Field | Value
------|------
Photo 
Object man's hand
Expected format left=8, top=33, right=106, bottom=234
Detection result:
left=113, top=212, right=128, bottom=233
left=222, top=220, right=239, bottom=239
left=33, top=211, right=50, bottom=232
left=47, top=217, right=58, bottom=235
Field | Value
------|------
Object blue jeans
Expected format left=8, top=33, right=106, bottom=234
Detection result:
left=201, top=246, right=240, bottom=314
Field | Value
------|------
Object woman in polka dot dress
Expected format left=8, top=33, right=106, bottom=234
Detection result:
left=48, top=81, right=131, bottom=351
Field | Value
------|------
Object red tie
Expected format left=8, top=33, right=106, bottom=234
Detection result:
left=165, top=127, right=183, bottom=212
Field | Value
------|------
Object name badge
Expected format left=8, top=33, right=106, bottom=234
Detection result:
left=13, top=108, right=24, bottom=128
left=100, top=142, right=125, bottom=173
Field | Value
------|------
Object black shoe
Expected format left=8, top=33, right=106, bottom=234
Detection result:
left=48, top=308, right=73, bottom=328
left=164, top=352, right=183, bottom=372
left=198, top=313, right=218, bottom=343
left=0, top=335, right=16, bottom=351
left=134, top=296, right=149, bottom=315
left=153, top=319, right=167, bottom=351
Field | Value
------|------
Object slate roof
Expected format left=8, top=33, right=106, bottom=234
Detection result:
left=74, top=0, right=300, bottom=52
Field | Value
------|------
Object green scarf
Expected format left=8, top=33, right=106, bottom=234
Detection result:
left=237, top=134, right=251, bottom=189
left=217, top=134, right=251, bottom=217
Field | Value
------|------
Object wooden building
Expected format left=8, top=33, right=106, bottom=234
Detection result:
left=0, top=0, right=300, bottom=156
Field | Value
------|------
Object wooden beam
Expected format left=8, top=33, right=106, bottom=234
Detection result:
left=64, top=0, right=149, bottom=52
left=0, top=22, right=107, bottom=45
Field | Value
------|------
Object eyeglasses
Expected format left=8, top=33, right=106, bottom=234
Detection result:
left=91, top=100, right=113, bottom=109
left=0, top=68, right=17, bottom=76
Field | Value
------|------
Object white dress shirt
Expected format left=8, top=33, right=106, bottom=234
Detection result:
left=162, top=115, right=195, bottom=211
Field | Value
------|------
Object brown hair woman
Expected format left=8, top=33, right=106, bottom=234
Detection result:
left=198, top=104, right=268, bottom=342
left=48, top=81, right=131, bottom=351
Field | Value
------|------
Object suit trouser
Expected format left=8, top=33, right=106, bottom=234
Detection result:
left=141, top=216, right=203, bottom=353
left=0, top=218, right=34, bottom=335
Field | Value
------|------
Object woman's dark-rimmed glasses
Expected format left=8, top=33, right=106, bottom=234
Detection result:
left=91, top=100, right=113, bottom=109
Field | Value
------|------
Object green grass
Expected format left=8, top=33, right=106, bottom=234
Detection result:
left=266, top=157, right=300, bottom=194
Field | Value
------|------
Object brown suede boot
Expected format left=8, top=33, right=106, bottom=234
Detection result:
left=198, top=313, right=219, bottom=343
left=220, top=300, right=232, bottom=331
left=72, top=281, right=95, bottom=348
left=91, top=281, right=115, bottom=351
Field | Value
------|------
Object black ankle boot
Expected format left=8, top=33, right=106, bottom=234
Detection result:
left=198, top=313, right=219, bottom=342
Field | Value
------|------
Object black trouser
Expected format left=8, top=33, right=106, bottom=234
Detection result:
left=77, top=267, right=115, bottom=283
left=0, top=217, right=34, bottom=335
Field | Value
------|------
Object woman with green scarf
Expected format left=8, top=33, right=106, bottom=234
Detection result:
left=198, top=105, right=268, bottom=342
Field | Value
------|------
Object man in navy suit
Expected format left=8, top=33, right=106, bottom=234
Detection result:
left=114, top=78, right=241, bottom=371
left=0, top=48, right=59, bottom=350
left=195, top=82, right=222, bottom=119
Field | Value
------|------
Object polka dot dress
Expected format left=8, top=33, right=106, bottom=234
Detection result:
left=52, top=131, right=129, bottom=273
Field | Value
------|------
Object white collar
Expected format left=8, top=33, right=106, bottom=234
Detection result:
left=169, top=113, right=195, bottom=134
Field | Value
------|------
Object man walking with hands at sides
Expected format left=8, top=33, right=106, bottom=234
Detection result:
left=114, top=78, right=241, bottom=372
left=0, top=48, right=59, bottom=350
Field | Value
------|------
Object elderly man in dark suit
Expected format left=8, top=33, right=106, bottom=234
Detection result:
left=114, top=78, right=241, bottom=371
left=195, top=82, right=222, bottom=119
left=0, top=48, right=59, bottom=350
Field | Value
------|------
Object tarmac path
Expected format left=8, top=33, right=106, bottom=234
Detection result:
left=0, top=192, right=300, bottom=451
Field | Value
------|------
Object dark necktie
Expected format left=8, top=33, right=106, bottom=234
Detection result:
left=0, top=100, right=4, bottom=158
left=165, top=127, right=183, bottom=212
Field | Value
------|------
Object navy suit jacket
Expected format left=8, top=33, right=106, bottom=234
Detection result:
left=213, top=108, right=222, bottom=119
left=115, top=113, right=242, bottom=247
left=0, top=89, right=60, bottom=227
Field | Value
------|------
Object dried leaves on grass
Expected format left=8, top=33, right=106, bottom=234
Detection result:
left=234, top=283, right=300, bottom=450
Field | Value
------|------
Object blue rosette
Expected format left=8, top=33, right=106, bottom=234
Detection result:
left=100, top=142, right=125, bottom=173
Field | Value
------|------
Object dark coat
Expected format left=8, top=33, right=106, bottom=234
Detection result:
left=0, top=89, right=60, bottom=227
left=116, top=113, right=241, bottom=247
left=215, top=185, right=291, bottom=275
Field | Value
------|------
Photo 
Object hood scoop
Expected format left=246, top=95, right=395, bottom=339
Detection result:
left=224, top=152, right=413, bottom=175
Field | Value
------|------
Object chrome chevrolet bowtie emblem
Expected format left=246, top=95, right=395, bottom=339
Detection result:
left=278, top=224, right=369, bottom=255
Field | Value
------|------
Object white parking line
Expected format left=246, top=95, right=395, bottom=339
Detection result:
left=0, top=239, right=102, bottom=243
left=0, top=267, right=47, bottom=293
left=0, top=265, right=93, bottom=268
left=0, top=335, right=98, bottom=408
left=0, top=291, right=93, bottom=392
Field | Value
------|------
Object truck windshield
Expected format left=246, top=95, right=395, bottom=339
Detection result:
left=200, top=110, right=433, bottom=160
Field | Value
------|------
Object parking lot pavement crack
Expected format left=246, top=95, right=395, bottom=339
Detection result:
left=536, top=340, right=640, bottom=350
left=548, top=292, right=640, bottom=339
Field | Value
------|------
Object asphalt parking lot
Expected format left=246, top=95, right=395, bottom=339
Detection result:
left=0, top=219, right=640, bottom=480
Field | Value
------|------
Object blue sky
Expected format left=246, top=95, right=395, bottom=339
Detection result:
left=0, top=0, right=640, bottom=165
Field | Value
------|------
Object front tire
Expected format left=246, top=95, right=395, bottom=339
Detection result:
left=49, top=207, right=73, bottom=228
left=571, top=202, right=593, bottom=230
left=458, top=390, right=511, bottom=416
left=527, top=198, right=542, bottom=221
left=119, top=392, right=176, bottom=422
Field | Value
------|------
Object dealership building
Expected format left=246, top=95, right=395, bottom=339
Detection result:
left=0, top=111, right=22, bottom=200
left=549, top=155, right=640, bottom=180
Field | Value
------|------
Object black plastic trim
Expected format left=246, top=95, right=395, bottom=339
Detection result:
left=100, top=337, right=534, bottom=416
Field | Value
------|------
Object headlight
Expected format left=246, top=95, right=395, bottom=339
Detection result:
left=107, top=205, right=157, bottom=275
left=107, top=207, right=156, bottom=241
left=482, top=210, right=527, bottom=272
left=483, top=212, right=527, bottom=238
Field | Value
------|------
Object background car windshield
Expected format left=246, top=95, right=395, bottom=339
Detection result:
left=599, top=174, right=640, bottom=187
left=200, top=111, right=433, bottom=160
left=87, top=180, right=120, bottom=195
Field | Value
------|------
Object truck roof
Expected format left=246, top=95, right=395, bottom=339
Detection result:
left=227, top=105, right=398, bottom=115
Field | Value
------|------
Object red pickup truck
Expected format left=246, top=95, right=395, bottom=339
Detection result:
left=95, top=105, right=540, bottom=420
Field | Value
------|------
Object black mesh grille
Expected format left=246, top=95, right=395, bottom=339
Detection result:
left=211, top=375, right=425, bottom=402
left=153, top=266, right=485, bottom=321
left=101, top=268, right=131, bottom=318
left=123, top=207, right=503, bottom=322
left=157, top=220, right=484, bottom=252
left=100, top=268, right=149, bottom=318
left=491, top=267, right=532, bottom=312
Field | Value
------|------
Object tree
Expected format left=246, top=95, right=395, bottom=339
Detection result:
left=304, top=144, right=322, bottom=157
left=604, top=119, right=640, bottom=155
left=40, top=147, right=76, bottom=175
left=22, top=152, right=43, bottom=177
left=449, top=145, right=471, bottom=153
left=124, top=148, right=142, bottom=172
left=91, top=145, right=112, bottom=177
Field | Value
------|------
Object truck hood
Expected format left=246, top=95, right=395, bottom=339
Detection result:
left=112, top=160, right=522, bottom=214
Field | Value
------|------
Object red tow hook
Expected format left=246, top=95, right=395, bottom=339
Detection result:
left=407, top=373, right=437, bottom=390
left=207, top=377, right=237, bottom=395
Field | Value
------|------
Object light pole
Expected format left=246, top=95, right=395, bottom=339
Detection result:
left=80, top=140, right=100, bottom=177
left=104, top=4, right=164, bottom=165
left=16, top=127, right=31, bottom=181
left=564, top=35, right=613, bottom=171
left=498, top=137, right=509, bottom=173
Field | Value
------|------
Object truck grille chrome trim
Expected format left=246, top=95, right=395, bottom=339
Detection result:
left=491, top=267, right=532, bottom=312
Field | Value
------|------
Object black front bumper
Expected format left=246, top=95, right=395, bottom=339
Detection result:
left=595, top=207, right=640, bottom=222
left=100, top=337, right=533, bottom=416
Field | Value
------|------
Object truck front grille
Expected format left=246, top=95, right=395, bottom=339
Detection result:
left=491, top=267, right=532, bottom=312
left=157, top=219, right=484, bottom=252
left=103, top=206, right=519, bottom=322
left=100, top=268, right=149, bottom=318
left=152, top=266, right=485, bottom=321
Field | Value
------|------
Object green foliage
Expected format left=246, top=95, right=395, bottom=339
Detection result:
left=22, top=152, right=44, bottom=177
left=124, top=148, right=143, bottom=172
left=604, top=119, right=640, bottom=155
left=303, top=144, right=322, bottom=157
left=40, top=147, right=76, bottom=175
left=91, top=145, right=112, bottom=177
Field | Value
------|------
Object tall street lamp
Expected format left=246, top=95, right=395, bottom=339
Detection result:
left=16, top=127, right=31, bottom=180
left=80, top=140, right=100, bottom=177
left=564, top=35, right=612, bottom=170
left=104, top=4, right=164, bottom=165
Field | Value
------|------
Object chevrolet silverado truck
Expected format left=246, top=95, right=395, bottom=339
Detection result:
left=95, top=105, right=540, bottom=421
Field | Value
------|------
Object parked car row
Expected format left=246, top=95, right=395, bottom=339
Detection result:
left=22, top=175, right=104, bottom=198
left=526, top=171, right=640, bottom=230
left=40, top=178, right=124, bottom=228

■ ■ ■ ■

#### [What is being asked]
Reproduce the material from its beginning through the line containing "left=47, top=217, right=58, bottom=235", replacing "Expected format" with "Box format" and leaving everything else untouched.

#### [Answer to the task]
Field | Value
------|------
Photo 
Object man's hand
Box format left=8, top=33, right=106, bottom=234
Detection result:
left=113, top=212, right=128, bottom=233
left=222, top=220, right=239, bottom=239
left=33, top=211, right=50, bottom=232
left=47, top=217, right=58, bottom=235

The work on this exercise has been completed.